[THE RECORDS Boundary: Start]

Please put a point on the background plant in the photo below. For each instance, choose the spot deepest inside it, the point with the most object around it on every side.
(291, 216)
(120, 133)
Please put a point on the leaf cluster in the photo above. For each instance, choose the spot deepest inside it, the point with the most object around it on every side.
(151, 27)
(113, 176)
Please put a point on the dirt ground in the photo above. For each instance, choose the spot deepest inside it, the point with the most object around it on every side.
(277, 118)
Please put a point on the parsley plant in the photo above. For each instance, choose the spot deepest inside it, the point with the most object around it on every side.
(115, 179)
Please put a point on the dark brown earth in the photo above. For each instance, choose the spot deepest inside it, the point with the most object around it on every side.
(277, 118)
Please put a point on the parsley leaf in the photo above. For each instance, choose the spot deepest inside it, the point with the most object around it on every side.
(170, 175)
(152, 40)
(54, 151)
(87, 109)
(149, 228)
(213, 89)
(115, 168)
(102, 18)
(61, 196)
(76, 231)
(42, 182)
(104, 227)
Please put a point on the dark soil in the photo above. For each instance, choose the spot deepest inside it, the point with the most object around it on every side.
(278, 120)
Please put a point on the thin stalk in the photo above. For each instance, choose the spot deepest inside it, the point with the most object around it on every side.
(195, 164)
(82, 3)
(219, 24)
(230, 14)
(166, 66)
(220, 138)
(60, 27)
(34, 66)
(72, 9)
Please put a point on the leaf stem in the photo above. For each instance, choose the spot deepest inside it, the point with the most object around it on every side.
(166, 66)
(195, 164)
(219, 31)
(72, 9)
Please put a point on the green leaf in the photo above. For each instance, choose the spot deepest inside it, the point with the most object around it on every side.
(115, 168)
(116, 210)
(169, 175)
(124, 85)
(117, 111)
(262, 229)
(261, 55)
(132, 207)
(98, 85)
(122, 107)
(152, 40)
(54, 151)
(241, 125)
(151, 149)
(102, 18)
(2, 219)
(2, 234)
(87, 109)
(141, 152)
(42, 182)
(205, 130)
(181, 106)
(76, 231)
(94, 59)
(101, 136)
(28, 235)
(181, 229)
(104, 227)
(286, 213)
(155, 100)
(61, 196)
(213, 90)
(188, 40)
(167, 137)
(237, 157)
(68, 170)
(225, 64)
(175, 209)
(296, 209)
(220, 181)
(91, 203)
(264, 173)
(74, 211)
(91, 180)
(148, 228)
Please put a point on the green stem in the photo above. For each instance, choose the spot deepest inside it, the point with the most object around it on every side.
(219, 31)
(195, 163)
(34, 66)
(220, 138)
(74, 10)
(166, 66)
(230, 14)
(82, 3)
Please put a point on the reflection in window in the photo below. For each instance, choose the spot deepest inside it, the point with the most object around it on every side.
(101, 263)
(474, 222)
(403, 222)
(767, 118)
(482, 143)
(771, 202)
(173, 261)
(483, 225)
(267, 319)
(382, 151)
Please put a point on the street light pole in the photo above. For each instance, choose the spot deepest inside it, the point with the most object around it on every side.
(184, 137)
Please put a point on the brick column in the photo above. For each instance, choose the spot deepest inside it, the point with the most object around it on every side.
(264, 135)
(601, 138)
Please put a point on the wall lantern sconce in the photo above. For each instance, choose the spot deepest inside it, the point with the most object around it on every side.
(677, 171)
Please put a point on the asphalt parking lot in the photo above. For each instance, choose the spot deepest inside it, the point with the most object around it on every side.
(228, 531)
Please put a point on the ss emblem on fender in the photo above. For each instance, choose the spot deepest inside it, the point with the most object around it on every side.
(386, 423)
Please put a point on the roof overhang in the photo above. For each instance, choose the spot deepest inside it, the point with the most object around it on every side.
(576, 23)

[THE RECORDS Boundary: End]

_WORK ORDER_: The records above are to be transcribed exactly and completely.

_ANSWER TO THIS PROBLEM_:
Please put a point on the background plant in the photo below. For each instance, choose the spot deepest inside it, the point with the most object around it on every side.
(291, 216)
(120, 133)
Please put a point on the leaf cluster in the photo above. For each instance, choose the spot deepest inside it, the point with the most object around it on every side.
(151, 27)
(113, 176)
Please put a point on the dirt ground in the photo above. For each instance, choose the spot deepest inside it, the point with the most object around it on every side.
(277, 118)
Please put a point on the parsley plant in the photo above. For each instance, choose the spot deepest inside it, the point with the most object around it on every side.
(115, 179)
Please put a point on the dark brown earth in the photo above. For each instance, choose the spot deepest inside it, the point with the most object around it on every side.
(277, 118)
Please put a point on the parsley leaf in the photo above. For each instance, choose the spot deepest inside it, the point with the most object around it on every side.
(170, 175)
(152, 40)
(54, 151)
(87, 109)
(149, 228)
(213, 89)
(115, 168)
(102, 18)
(61, 196)
(76, 231)
(42, 182)
(104, 227)
Please put a point on the dark soil in the photo above. For each instance, choose the spot deepest inside it, the point with the most object around it on every side.
(278, 120)
Please put a point on the thin stalk in the photo above. For each instance, choose the spot deepest inside it, the point with the most object around it on every side.
(195, 164)
(82, 3)
(219, 24)
(230, 14)
(166, 66)
(220, 138)
(60, 27)
(34, 66)
(72, 9)
Please put a point on the leaf stem in the photo above. For each instance, choose the spot deepest inside it, the point with the most object around it on every side.
(166, 66)
(195, 164)
(219, 31)
(72, 9)
Please put a point on the green leaf in the photo above. For each instance, choose the spot deepest inside it, the point with the most object around it on every side.
(115, 168)
(116, 210)
(169, 175)
(124, 85)
(117, 111)
(262, 229)
(261, 55)
(132, 207)
(98, 85)
(122, 107)
(152, 40)
(54, 151)
(241, 125)
(151, 149)
(102, 18)
(2, 219)
(2, 234)
(87, 109)
(141, 152)
(42, 182)
(205, 130)
(181, 106)
(76, 231)
(94, 59)
(101, 136)
(28, 235)
(181, 229)
(104, 227)
(286, 213)
(155, 100)
(61, 196)
(213, 90)
(188, 40)
(167, 137)
(237, 157)
(68, 170)
(225, 64)
(175, 209)
(296, 209)
(220, 181)
(91, 203)
(264, 173)
(74, 211)
(91, 180)
(148, 228)
Please put a point on the green stem in the photo above. For each instance, choose the spot deepest inside it, the point with the most object around it on every side.
(219, 31)
(195, 163)
(34, 66)
(220, 138)
(74, 10)
(166, 66)
(230, 14)
(82, 3)
Please put a point on the reflection in window in the photo below. For each instance, choose the spot deepest inside it, the point with the most object around it on every side.
(101, 263)
(474, 222)
(403, 222)
(767, 118)
(482, 143)
(771, 202)
(173, 261)
(483, 225)
(267, 319)
(382, 151)
Please put a point on the street light pole in the photo above. For each instance, choose the spot deepest inside it, the point with the most object around it on every side.
(184, 137)
Please put a point on the brick column in the photo above. For each instance, choose the spot deepest inside it, the point with the most object around it on every side.
(264, 135)
(601, 138)
Please put a point on the wall lantern sconce in the photo above. For each instance, choose the spot deepest inside it, the point with the most object around it on every side.
(677, 171)
Please put a point on the asphalt parking lot in the photo above. For each instance, choose the spot deepest inside it, the point with the most object around it on every side.
(228, 531)
Please put a point on the ss emblem on fender in the photo above. For each instance, choose the spot deepest inside it, the point with the most object around it on every side.
(386, 423)
Please put a point on the roof overhang in the photo above. For each instance, choose the spot deepest inside it, the point with the most object around it on every side.
(576, 23)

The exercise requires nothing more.